Given passage:

Stilton: Everything you need to know about this blue cheese
If you asked anyone to name a British cheese, there are probably 2 names that would account for 95% of the answers. Cheddar, and Stilton. With no legal naming protections (known as Protected Designation of Origin, PDO) though, cheddar has somewhat lost its identity, and can be associated with anything from a slice of mellow American burger cheese all the way to a clothbound raw milk Somerset hard cheese. In fact, you could start making a cheese tomorrow, and call it cheddar!
Stilton however has been well defined, and protected, and as a result, when we see a Stilton, we all know exactly what we’re going to get.
There are only 6 Stilton makers in the world, mainly due to the fact Stilton has to be made in either Nottinghamshire, Derbyshire or Leicestershire, and it has to be made with full fat milk from those counties as far as demand allows (so in practice, not at Christmas!). There are also a number of requirements in terms of the cheesemaking process, including not pressing the cheese, and making the cheeses in a cylindrical shape. The six producers able to call their cheese Stilton are:
- Colston Bassett
- Cropwell Bishop
- Long Clawson
- Tuxford & Tebbut
- Hartington Dairy
The history of Stilton is a long one, with a first literary reference to the cheese in 1727. Sold at The Bell Inn in Stilton, which was a coaching stop on the main road from York (and the North) to London, word spread amongst the well-heeled London folk of this wonderful regional blue cheese, and Stilton became a prized asset.
Incidentally this was around the time of the Second Hundred Years War with France, when the French stopped exporting wine to the UK, and as a result the Brits had to go further afield (to Portugal of all places!!) for their wine. In order to adapt the wines to the British consumer (sweeter and more aromatic preference) brandy was added. So in London, high society would be seen eating Stilton and drinking Port, hence it became highly aspirational, and is why we still continue to traditionally pair Stilton and Port.

Given material:
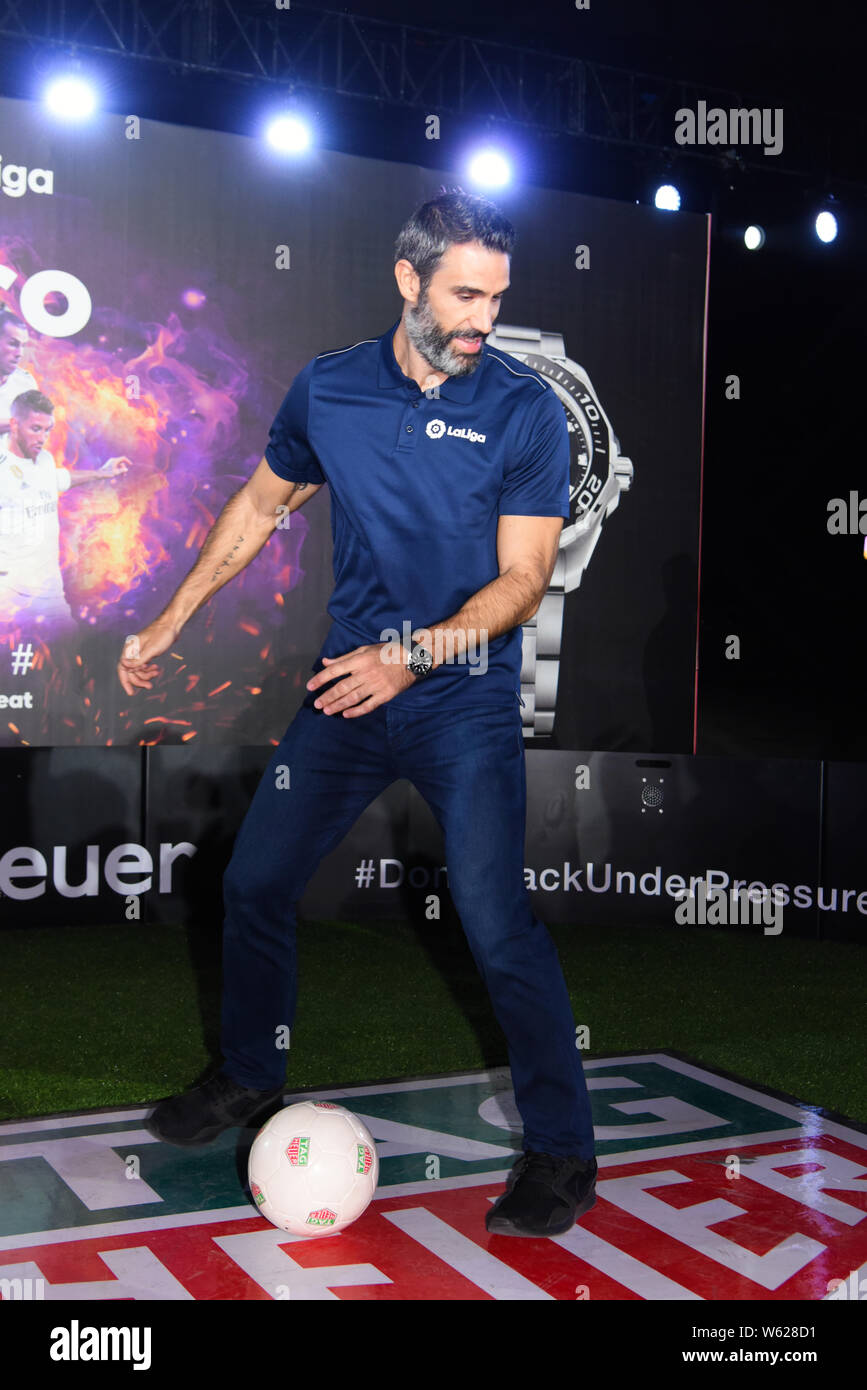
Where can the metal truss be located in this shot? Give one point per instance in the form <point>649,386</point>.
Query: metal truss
<point>306,49</point>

Stated problem 1: According to the Stilton article, in what year was the cheese first mentioned in literature?
Stated problem 2: Write the next part of the Stilton article, picking up after its last sentence.
The material is separate from the Stilton article.

Task answer 1: 1727

Task answer 2:
Into the 20th Century, Stilton continued to be made on farms in the qualifying counties, and would have been made with raw milk. However, in the 1980’s this changed. With ever growing demand for Stilton, both in the UK and internationally, the Stilton Producers Association decided that given milk was being brought in from more farms, and further afield, and that the cheese was also travelling further and to regions where perceptions of raw milk were fairly negative, the cheese should be pasteurised. In 1989, Colston Bassett creamery made the last batch of raw milk Stilton. For 16 years, there was no Stilton-style cheese made in the qualifying counties with raw milk. That was until Joe Schneider and Randolph Hodgson decided to fill the gap, developing Stichelton in 2006, made at The Welbeck Estate in Nottinghamshire. Since then, a second Stilton-style raw milk cheese has been developed in Leicestershire, namely Sparkenhoe Blue, made by Will Clarke, son of the makers of Sparkenhoe Red Leicester (incidentally the last remaining raw milk farmhouse Red Leicester made in the world!).
Of course, as mentioned earlier, Stilton is protected by a PDO, and part of that PDO stipulates it must now be made with pasteurised milk. Therefore, Stichelton and Sparkenhoe Blue are restricted from being called Stilton. A real shame considering they are cheeses that truly represent the great history of this incredible cheese (raw farmhouse milk all year round).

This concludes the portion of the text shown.